## Task to complete
Reproduce only the records starting at the line containing "segment --target player's" and ending at the end of the records, requests included, with every coordinate in the answers multiplied by 1.85 and rounded to a whole number, halves rounded up. Leave the pictures out of the output.

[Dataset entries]

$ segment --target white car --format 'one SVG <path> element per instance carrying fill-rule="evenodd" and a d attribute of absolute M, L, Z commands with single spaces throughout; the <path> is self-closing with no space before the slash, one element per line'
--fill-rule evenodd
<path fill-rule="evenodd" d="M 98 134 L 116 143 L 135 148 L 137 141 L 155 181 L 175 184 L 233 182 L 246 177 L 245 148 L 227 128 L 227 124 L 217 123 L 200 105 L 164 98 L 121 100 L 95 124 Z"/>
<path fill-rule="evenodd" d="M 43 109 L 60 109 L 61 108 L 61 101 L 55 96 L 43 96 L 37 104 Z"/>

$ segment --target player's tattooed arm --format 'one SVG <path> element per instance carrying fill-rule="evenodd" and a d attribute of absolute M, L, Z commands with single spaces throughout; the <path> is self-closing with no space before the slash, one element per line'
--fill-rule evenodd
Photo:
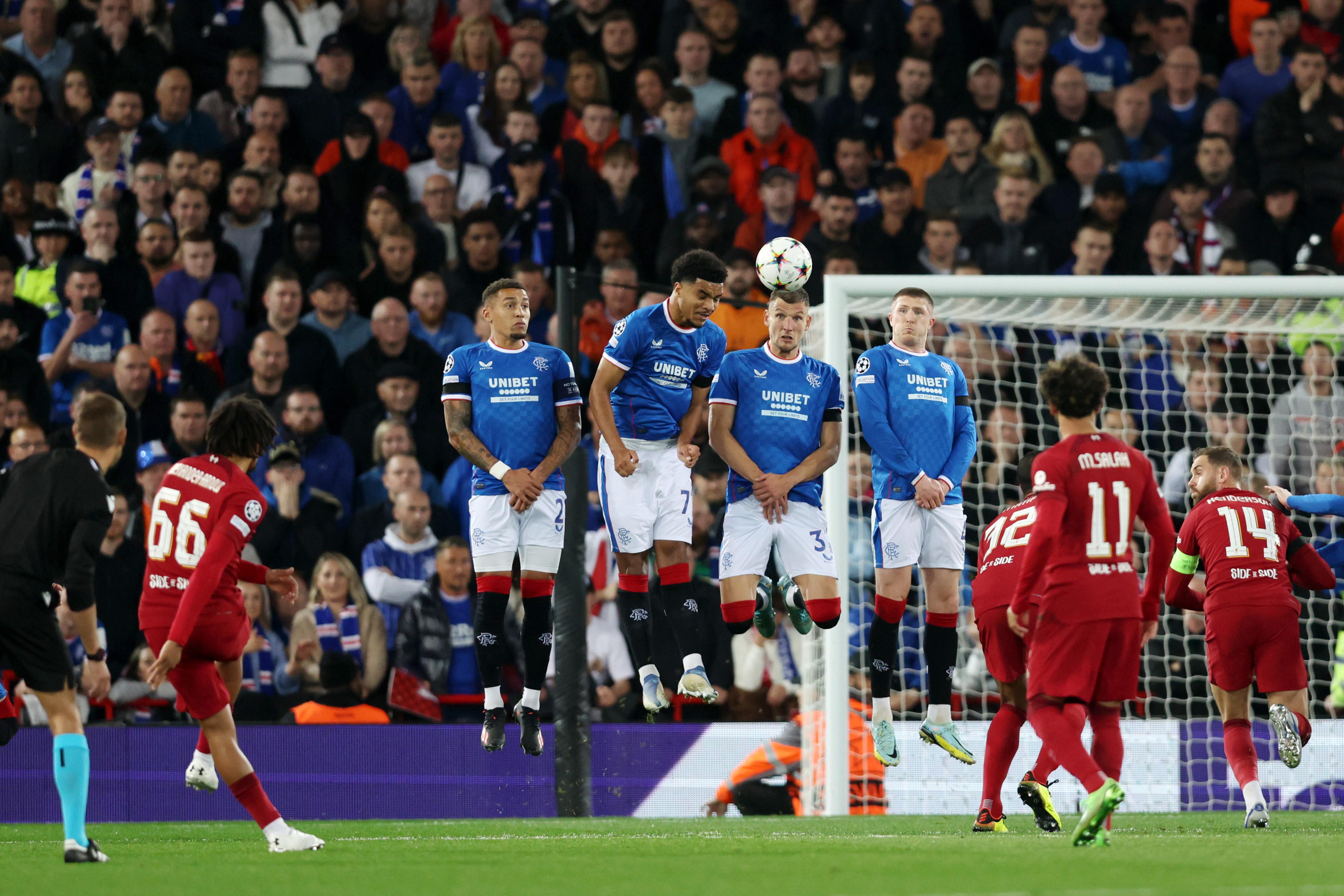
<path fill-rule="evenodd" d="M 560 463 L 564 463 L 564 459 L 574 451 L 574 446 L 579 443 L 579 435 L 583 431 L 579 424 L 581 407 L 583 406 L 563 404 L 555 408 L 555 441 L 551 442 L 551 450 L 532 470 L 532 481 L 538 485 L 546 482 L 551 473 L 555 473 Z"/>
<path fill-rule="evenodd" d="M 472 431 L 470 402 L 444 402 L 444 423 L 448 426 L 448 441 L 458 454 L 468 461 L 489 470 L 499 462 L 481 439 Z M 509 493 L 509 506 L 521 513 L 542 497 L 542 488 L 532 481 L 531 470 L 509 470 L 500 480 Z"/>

## Exercise solution
$ segment --target player's tattooed arm --format 'one SVG <path> element per instance carrying fill-rule="evenodd" and a d attribute of absolute M, L, Z commands with single spaces throughout; the <path> is self-closing with no space before the slash, one element per line'
--fill-rule evenodd
Photo:
<path fill-rule="evenodd" d="M 1036 857 L 1043 857 L 1043 849 L 1062 834 L 1062 825 L 1071 820 L 1071 805 L 1079 797 L 1071 784 L 1075 753 L 1079 751 L 1042 747 L 1027 755 L 1027 816 L 1019 818 L 1019 833 L 984 870 L 984 890 L 995 897 L 1010 892 L 1019 875 L 1027 875 Z"/>
<path fill-rule="evenodd" d="M 873 797 L 870 744 L 821 744 L 821 783 L 829 788 L 829 816 L 847 840 L 866 853 L 905 870 L 923 855 L 890 812 Z M 942 912 L 942 936 L 964 949 L 1003 919 L 1003 903 L 984 890 L 982 870 L 942 870 L 925 888 Z"/>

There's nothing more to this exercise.